(Description of the task): Each entry should be written out once more, exactly as given below.

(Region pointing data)
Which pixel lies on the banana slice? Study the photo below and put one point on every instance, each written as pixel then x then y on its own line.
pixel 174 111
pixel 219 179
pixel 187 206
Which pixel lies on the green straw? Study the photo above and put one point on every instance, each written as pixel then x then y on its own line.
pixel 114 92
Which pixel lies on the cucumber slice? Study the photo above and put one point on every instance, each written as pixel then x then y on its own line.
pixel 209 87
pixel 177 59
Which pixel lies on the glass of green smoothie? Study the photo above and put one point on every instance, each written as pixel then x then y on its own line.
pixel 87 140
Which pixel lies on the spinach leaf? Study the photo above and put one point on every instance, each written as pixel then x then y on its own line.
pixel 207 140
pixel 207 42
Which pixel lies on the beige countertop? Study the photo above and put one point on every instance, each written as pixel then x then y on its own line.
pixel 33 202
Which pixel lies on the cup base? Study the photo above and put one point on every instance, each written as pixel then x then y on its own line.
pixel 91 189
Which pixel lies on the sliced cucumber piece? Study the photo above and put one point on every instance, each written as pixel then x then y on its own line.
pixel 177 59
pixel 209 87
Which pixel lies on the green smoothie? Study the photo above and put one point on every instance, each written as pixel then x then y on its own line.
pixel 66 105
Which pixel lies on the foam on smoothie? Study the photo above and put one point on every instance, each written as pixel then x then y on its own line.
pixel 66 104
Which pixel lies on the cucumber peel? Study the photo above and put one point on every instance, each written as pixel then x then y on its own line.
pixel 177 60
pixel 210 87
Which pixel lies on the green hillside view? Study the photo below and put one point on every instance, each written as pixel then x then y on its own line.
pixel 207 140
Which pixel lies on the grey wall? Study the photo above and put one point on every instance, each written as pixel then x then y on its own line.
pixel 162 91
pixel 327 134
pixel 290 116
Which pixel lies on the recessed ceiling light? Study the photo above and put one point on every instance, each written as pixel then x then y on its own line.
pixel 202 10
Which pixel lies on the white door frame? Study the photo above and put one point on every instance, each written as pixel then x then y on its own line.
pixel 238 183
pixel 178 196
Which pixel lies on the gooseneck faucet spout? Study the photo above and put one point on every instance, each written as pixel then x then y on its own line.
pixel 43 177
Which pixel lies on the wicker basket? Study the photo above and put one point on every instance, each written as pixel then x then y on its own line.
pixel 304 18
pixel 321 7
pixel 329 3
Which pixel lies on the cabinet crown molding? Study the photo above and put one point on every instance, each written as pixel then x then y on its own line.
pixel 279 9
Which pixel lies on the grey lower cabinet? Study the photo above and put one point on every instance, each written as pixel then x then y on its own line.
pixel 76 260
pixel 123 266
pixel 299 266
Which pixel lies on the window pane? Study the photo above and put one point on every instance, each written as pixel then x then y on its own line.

(Response below):
Which pixel lies on the banana slice? Study the photo below and put one point on every instance, each written as pixel then x then y on its own line.
pixel 174 111
pixel 219 179
pixel 187 206
Which pixel lies on the green straw? Study the photo above and put one point on every instance, each written as pixel then x then y on its own line.
pixel 114 92
Which pixel lies on the cucumber slice? Study the photo above and put one point on every instance, each written as pixel then x then y on its own line.
pixel 209 87
pixel 177 59
Which pixel lies on the glass of green smoothie? Study the photo above and put one point on every instance, each written as pixel then x then y on its own line.
pixel 87 140
Which pixel lies on the spinach leaf? Study the photo above and put one point on every instance, each written as pixel then x then y on its own line.
pixel 207 140
pixel 207 42
Which pixel lies on the beige countertop? Study the photo above and put one point on every instance, each written as pixel then x then y on its own line.
pixel 33 202
Which pixel lies on the cup base? Study the photo above and put one point on every instance, each written as pixel then x then y on its own line.
pixel 91 189
Which pixel lies on the sliced cucumber piece? Study the photo above and put one point on every instance, each written as pixel then x then y on its own line.
pixel 177 59
pixel 209 87
Which pixel lies on the green smoothie? Study the photo above and put one point on every instance, each written as pixel then x then y on its own line.
pixel 66 105
Which pixel lies on the foam on smoothie? Study the photo above and put one point on every instance, each written as pixel then x then y on its own line.
pixel 66 104
Which pixel lies on the cucumber peel? Study the photo above and put one point on every instance, each written as pixel then x then y on its own line.
pixel 177 60
pixel 210 87
Which pixel lies on the green hillside view? Study the photo below and put one point on every instance, each written as pixel then x then y on its own line.
pixel 207 140
Which pixel lies on the grey wall? Study the photo above and put one point on every instance, each written as pixel then x then y on its own line.
pixel 162 91
pixel 327 134
pixel 290 116
Which pixel lies on the recessed ceiling light? Study the photo above and put one point on every instance, each written as pixel then x then y on its own line.
pixel 202 10
Which pixel lies on the white door frame? Study the photo above and put one point on every instance, each written as pixel then x then y on its own line.
pixel 238 183
pixel 178 196
Which pixel lies on the gooseneck faucet spout? Study the photo above and put one point on every instance, each written as pixel then x then y on its own line.
pixel 43 177
Which pixel lies on the wicker basket? Study the photo above and put one point on every instance, each written as pixel then x then y on its own line.
pixel 304 18
pixel 321 7
pixel 329 3
Which pixel lies on the cabinet crown molding? Study the photo above and put one point on every instance, each written as pixel then x then y on its own line.
pixel 279 9
Which pixel lies on the grey lower cabinet? Study the photo above and put one point on every instance, each written as pixel then x then y on its own line.
pixel 76 260
pixel 123 266
pixel 299 266
Which pixel lies on the window pane? Study the photo above and put one point on every instance, each written as pixel then x then y on its own line.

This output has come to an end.